+++ MATERIALS PROVIDED +++

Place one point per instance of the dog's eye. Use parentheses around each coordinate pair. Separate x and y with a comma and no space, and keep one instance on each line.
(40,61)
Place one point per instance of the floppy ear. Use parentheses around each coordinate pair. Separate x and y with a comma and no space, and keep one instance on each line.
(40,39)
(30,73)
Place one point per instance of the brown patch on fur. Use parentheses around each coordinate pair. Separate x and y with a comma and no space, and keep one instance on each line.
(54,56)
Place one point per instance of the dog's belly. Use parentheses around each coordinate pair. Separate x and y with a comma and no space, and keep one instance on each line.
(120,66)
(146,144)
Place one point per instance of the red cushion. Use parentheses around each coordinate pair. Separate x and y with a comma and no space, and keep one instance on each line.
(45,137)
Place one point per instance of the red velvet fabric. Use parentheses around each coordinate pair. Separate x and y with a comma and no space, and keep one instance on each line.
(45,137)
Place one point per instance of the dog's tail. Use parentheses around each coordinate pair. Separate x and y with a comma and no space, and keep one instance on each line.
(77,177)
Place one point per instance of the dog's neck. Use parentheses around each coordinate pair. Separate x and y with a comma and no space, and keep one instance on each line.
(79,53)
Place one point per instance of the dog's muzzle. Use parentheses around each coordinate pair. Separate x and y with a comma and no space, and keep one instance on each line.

+++

* PROBLEM TO WORK ON
The data should be written out again in full, exactly as it stands.

* TASK OUTPUT
Place one point per instance of the dog's eye. Use parentheses around each coordinate pair. Separate x and y with a comma and no space, and keep one instance on each line.
(40,61)
Place one point per instance of the floppy ear. Use parentheses around each coordinate pair. Separate x and y with a comma and no space, and keep one instance on each line.
(40,39)
(30,73)
Place one point per instance of the brown patch on fur. Use parentheses around each coordinate pair. Separate x and y with a comma and no space, and keep one instance on each line.
(54,56)
Place one point per instance of the dog's belly. Use parentheses around each coordinate pair. Separate x and y with a comma and no space, and keep one instance on each line.
(120,66)
(146,144)
Place one point per instance of the red cushion. Use parentheses around each coordinate pair. Separate x and y with a comma and no space, and keep one instance on each line.
(45,137)
Place one point per instance of the red velvet fabric. Use parentheses around each coordinate pair. Separate x and y with a comma and no space, and keep one instance on each line.
(45,137)
Place one point per instance of the dog's tail. Use parentheses around each coordinate pair. Separate x and y with a comma and no space, and keep one instance on each line.
(77,177)
Place one point per instance of the dog's neck. Use parentheses around each coordinate pair. Separate x and y with a comma and no space, and keep one instance on each line.
(79,53)
Place one point per instance of the dog's muzzle. Use parentheses around each coordinate pair. Separate x and y with a comma and no space, and keep one instance on each line.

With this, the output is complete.